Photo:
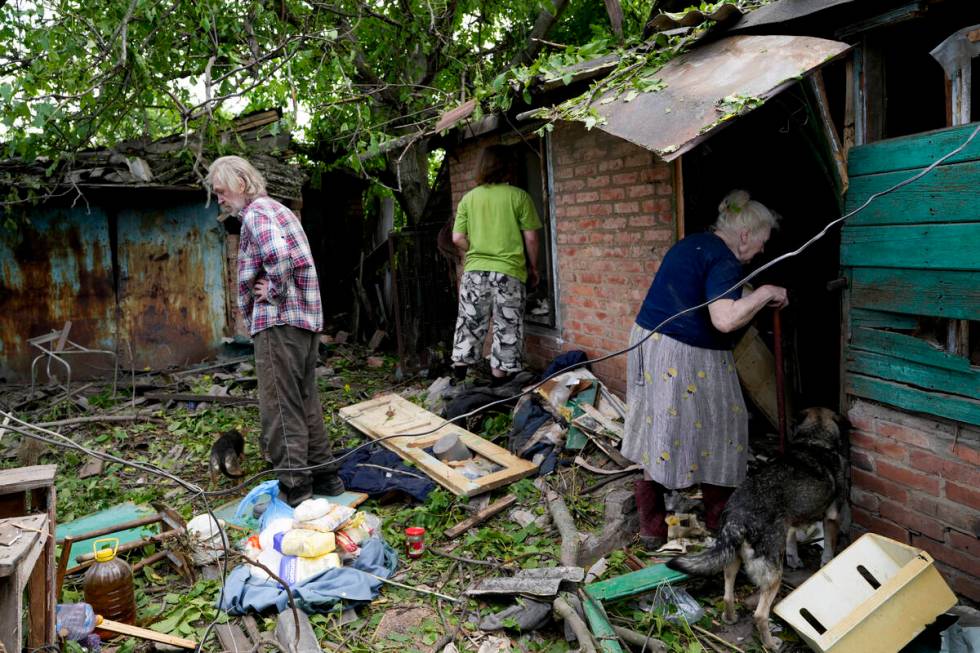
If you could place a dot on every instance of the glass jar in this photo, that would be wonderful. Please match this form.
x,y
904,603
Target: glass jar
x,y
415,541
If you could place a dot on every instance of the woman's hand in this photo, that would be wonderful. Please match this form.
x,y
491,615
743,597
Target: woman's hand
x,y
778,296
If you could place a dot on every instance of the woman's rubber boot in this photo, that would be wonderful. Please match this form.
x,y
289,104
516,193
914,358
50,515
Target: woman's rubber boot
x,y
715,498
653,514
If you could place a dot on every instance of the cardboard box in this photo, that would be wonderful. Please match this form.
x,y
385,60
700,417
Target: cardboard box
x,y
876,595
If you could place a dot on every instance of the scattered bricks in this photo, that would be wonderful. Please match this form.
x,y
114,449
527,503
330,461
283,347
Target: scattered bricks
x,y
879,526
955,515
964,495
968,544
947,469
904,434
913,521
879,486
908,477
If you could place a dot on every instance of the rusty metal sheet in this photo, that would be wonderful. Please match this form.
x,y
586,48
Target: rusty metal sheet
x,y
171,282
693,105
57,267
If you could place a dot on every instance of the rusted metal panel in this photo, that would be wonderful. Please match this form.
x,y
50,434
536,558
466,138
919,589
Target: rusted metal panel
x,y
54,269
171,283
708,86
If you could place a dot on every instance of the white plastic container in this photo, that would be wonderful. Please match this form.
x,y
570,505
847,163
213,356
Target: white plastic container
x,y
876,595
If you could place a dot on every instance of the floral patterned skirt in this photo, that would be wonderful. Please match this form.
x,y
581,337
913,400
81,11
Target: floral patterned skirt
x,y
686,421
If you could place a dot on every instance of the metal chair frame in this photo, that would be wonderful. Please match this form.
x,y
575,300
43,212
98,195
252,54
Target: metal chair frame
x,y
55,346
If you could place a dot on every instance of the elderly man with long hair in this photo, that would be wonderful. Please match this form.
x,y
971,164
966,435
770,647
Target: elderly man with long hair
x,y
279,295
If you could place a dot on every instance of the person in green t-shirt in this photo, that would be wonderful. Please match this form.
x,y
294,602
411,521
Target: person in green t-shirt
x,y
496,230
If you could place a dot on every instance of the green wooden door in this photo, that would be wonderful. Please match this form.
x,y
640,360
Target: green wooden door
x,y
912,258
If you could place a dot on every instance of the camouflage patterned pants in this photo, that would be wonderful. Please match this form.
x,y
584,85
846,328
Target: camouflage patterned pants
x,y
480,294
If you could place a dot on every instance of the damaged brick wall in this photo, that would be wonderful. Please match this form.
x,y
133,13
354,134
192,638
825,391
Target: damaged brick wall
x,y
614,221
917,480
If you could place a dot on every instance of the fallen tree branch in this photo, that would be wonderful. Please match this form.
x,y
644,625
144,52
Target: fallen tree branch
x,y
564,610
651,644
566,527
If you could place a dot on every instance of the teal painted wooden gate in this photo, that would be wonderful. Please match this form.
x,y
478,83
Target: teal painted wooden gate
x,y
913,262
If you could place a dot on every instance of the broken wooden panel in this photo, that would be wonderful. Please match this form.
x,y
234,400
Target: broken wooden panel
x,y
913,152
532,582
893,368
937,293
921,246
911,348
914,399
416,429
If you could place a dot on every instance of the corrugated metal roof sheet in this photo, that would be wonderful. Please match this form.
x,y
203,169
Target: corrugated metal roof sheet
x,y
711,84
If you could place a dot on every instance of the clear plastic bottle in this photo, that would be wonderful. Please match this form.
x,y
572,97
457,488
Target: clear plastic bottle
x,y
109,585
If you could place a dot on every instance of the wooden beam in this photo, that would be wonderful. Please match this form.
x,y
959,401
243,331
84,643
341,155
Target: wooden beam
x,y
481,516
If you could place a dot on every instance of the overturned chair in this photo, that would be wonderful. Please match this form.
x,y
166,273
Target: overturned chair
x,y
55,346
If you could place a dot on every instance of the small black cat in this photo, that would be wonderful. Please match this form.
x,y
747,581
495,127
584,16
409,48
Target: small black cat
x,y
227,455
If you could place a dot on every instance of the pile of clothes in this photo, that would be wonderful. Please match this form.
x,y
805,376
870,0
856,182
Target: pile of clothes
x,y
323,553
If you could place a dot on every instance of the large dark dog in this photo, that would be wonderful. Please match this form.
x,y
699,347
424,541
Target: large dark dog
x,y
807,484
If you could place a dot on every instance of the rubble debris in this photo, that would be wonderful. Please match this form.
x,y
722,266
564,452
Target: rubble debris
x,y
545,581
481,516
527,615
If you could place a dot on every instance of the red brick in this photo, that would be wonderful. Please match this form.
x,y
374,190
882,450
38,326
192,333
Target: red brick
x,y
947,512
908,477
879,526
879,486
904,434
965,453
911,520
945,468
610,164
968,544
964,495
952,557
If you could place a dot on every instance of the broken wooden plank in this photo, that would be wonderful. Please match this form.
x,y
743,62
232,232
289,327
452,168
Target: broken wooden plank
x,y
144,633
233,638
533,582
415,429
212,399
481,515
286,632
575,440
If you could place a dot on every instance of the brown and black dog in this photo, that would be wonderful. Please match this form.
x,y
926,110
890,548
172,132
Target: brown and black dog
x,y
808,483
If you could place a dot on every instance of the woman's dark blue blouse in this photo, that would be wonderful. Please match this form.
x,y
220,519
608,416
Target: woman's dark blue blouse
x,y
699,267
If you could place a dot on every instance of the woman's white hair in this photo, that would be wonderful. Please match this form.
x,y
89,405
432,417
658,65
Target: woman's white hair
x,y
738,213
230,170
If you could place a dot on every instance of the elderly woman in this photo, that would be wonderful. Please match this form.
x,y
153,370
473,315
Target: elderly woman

==============================

• Required action: Set down every entry above without alteration, but print no images.

• Written reply:
Photo:
If you could place a dot on every instance of the glass jar in this photo, that would be wonderful. Please match this form.
x,y
904,603
Target: glass jar
x,y
415,541
If you could place a dot on every instance of the woman's hand in this photo, that would be wonderful. Please match this form.
x,y
491,615
743,597
Target: woman's hand
x,y
778,296
If you could place a dot on every instance of the woman's rubber boot in this photo, that would be wonderful. Please match this form.
x,y
289,104
516,193
914,358
50,515
Target: woman's rubber boot
x,y
715,498
653,514
If you could place a dot on every instance of the cardboard box in this photo, that would be wonderful. Please match this form.
x,y
385,60
700,417
Target: cardboard box
x,y
876,595
If you could place a dot on every instance of the scattered bricks in this photo, that would be wonderful. Please match this form.
x,y
114,449
527,503
330,461
283,347
Target: scattered bricks
x,y
879,526
955,515
964,495
968,544
947,469
904,434
913,521
879,486
908,477
If you could place a dot on every instance of the rusty metal sheet in this photo, that would be wonderful. Please match this form.
x,y
586,48
Target: rusty metal sheet
x,y
171,282
693,105
57,267
If you could place a dot on every instance of the rusted metal panel in this photo, that would be wonderful. Please match this form.
x,y
50,434
536,558
466,138
919,589
Target: rusted metal panel
x,y
54,269
171,283
708,86
If you could place a dot on every instance of the white plastic container in this photo, that would be wonderful. Please match this form.
x,y
570,505
847,163
213,356
Target: white plastic container
x,y
876,595
If you could place a dot on every instance of the floral patterned skirt in this photo, that would be wonderful. Please match this form.
x,y
581,337
913,400
81,11
Target: floral patterned skirt
x,y
686,421
If you could place a dot on every instance of the metal chair frame in this photo, that would be wonderful. Please match this form.
x,y
575,300
43,212
98,195
252,54
Target: metal chair frame
x,y
55,346
If you could place a dot on every instance of the elderly man with long hair in this photo, that would be wonderful. Please match this form.
x,y
971,164
966,435
770,647
Target: elderly man with long hair
x,y
279,295
If you could place a dot on every instance of the person in green t-shirt in this photo, that would be wonderful. Please match this form.
x,y
294,602
411,521
Target: person in green t-shirt
x,y
496,230
If you could place a dot on every instance of the green wooden door in this photo, that would be wonderful. Please match this form.
x,y
640,360
Target: green wooden door
x,y
912,258
If you could place a dot on every instance of the camouflage patterned pants in this photo, that would be wonderful. Please match this form.
x,y
584,85
846,328
Target: camouflage patterned pants
x,y
480,294
If you could place a dot on every instance of the damaged brick wall in this photo, that would be wonderful. Please match this form.
x,y
133,13
354,134
192,638
825,391
Target: damaged brick wall
x,y
614,221
917,480
If you could place a dot on every instance of the fallen tree branch in this photo, that would be wonderful. Please match this form.
x,y
644,625
144,52
Target: fallen tree branch
x,y
564,610
651,644
566,527
If you could place a dot on every instance of the teal painted wooden gate in this photo, that would be wonderful. Please match this form.
x,y
478,83
Target: teal painted wooden gate
x,y
913,262
If you could place a dot on every instance of the broken wooden panel in this photo, that would be wonderful. Please match this form.
x,y
234,400
Target: broken wooden panel
x,y
913,152
532,582
893,368
937,293
921,246
911,348
914,399
416,429
If you could place a dot on every instance of the corrugated metal roof sheet in this photo, that would be wonderful. Please match this form.
x,y
203,169
Target: corrugated metal roof sheet
x,y
711,84
If you could place a dot on every instance of the clear plastic bottle in this photo, that would be wonderful. Please match this form.
x,y
572,97
457,488
Target: clear plastic bottle
x,y
109,585
If you could place a dot on every instance of the wooden beam in this photo, that would be wonderful. Please match this form.
x,y
959,401
243,331
84,643
341,155
Target: wooden beam
x,y
481,516
If you could place a dot on every instance of the overturned chair in this photo, that would be wonderful. Please match this form.
x,y
166,273
Target: overturned chair
x,y
55,346
If you could place a dot on every instance of the small black cat in this photo, that would be wonderful. Please match this form.
x,y
747,581
495,127
584,16
409,48
Target: small black cat
x,y
227,455
If you could place a dot on every instance of the pile of clothes in this photo, that would be wonderful. Please match this form.
x,y
805,376
870,0
856,182
Target: pile of clothes
x,y
323,553
If you could place a dot on every instance of the large dark dog in this photo, that would be wonderful. Please match this form.
x,y
699,347
424,541
Target: large dark dog
x,y
807,484
If you could place a dot on every instance of the rubble debris in this photo, that would be wonderful. Please match this form.
x,y
722,266
564,452
Target: rubble debris
x,y
545,581
481,516
527,615
If you could place a dot on every instance of the red brick in this photo, that would be wonderful. Please match this form.
x,y
374,190
882,450
38,326
192,333
Target: red brick
x,y
947,512
908,477
879,526
879,486
904,434
965,453
911,520
945,468
610,164
968,544
964,495
952,557
If you could place a dot on every instance of the broken wooden plank in this photo, that would be wonderful. Please match this form.
x,y
743,62
232,232
289,327
452,168
Target: broken wooden plank
x,y
144,633
233,638
533,582
415,429
212,399
481,515
286,632
575,440
If you could place a dot on every instance of the brown and black dog in this photo, that would be wonderful. Please match this form.
x,y
926,110
890,548
172,132
Target: brown and black dog
x,y
808,483
If you could place a dot on every instance of the woman's dark blue blouse in this photo, that would be wonderful. Please match this form.
x,y
220,519
608,416
Target: woman's dark blue blouse
x,y
699,267
If you could place a dot on every instance of the woman's white hair in this photo, that would be wonderful. Please match this form.
x,y
89,405
432,417
658,65
Target: woman's white hair
x,y
738,213
230,170
If you could place a dot on every instance of the elderly woman in this photo, that would be wonderful. Please match this form.
x,y
153,370
473,315
Target: elderly woman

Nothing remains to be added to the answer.